# [TEXT SECTION]
┌──
A representation of the BCR and ABL gene structures with the corresponding BCR-ABL fusion transcripts. The arrows designate three different breakpoint cluster regions in the BCR gene. Breaks in the M-BCR are most commonly associated with CML, the m-BCR with ALL, and the µ-BCR with chronic neutrophilic leukemia. ABL breakpoints usually occur between exons 1a and 2, resulting in fusion transcripts containing the tyrosine kinase domain of the ABL gene and variable portions of the BCR gene.
Other Test
BCR/ABL-SCAN Another molecular test (is appropriate for a patient diagnosed with CML characterized by the t(9;22) chromosomal translocation resulting in the formation of the BCR-ABL fusion gene, and is undergoing or considering treatment with imatinib. Mutations in the BCR-ABL fusion gene are the most commonly reported mechanism of acquired resistance to imatinib therapy. Results from this mutation scanning test will assist physicians in predicting patient relapse before it happens and help them make appropriate adjustments in treatment.
└──
# [PROMPT 1]
In the BCR-ABL passage, which breakpoint cluster region in the BCR gene is associated with chronic neutrophilic leukemia?
# [PROMPT 2]
Continue the BCR-ABL passage from the point where it stops.

# [DATA PROVIDED]
┌──
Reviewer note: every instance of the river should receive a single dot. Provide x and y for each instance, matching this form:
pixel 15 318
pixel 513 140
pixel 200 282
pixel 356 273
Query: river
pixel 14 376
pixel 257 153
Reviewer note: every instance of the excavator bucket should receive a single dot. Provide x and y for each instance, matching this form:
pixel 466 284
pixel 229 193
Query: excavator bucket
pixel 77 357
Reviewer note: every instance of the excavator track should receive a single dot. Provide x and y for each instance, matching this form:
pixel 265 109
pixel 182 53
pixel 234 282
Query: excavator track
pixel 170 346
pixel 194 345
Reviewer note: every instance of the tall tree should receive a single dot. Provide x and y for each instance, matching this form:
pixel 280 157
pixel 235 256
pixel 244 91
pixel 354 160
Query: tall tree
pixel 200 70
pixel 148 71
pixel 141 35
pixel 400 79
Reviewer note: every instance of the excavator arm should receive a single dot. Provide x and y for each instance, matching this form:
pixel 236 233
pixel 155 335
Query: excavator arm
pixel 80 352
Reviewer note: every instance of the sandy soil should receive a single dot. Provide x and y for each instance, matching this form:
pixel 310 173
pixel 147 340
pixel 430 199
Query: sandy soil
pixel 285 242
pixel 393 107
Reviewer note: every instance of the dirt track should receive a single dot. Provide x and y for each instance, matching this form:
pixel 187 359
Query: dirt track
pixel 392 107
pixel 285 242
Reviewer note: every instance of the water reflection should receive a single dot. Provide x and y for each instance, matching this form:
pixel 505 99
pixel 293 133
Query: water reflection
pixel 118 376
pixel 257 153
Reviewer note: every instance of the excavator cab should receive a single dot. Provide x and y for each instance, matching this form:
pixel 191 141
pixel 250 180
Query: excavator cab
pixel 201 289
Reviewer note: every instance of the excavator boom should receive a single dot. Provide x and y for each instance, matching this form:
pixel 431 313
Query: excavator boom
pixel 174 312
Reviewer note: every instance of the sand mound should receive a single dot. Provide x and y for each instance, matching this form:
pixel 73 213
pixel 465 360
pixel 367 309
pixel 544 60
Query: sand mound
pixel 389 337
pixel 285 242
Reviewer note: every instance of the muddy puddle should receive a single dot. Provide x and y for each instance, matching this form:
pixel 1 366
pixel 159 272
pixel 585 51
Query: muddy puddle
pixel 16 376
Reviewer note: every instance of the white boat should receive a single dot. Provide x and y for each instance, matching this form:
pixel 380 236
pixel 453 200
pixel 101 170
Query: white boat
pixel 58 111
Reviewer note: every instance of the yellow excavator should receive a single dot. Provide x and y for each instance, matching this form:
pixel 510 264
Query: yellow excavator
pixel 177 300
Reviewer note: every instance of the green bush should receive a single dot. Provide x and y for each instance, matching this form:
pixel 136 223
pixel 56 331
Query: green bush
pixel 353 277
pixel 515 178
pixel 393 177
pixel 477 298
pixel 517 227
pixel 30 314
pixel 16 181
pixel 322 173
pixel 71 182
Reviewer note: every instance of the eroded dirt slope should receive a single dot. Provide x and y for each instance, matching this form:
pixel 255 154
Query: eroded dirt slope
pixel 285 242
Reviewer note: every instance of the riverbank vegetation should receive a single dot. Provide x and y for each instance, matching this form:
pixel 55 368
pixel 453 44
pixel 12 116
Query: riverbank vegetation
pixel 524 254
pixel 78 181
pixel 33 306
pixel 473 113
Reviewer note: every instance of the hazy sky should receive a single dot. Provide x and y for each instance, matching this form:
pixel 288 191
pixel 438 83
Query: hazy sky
└──
# [RESPONSE AREA 1]
The µ-BCR.

# [RESPONSE AREA 2]
Note: The performance characteristics of this test were validated by TRANSGENOMIC Molecular Laboratory. The U.S. Food and Drug Administration (FDA) has not approved this test. However, FDA approval is currently not required for clinical use of this test. The results are not intended to be used as the sole means for clinical diagnosis or patient management decisions. TRANSGENOMIC Molecular Laboratory is authorized under Clinical Laboratory Improvement Amendments (CLIA) to perform high-complexity testing.